## Aim
For each statement, say yes or no according to the text on school cyberbullying and quote the words from it that decide the answer. 1. The Third Circuit has twice found in favor of free speech where students bullied school principals. 2. Levy posted her Snapchat in 2019. 3. In Kowalski v. Berkeley Cnty. Schs., the Fourth Circuit found that the school violated the student's free speech rights.

## Given text
━━━━━━

The Internet has given rise to considerable cyberbullying among students.  Quite often the bullying occurs off-campus but is targeted at fellow students or administrators.  The Third Circuit has previously considered and found in favor of free speech in two instances where students bullied school principals.  Lisa S. Blatt, the attorney for the School Board, summed it up best during oral arguments; “When it comes to the Internet,” Blatt argued, “things like time and geography are meaningless.”   Levy’s case presents the Court with the thorny issue of where the school steps start in our current virtual world.

Levy posted her Snapchat in 2017.  At that time, schools were grappling with how to handle off-campus cyberbullying between classmates.  Many authorities agree that under the Tinker standard, school officials can intervene if the off-campus speech has created or could create a substantial disruption or interference at school.  Students have a right to feel secure on campus, and therefore a school has the power to discipline off-campus speech, even at the expense of a student’s right to free speech.  Courts have applied this holding in a way that was favorable to the school to instances involving Internet chatter.  In Rosario v. Clark County School Dist., a 2013 District Court upheld a school administration’s decision to discipline and punish a student for tweets a minor made while at a restaurant about a basketball coach who dismissed him from the team.  In Kowalski v. Berkeley Cnty. Schs.,  the Fourth Circuit ruled that a school did not violate a student’s free speech rights by suspending her for creating and posting to a webpage that ridiculed fellow students.

━━━━━━

## Supplied information
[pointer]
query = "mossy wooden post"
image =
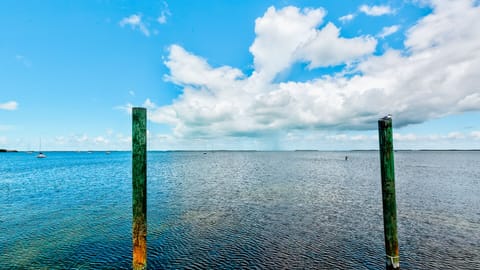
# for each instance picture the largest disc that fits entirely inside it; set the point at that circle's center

━━━━━━

## Answer to the task
1. Yes: "The Third Circuit has previously considered and found in favor of free speech in two instances where students bullied school principals."
2. No: "Levy posted her Snapchat in 2017."
3. No: "the Fourth Circuit ruled that a school did not violate a student’s free speech rights"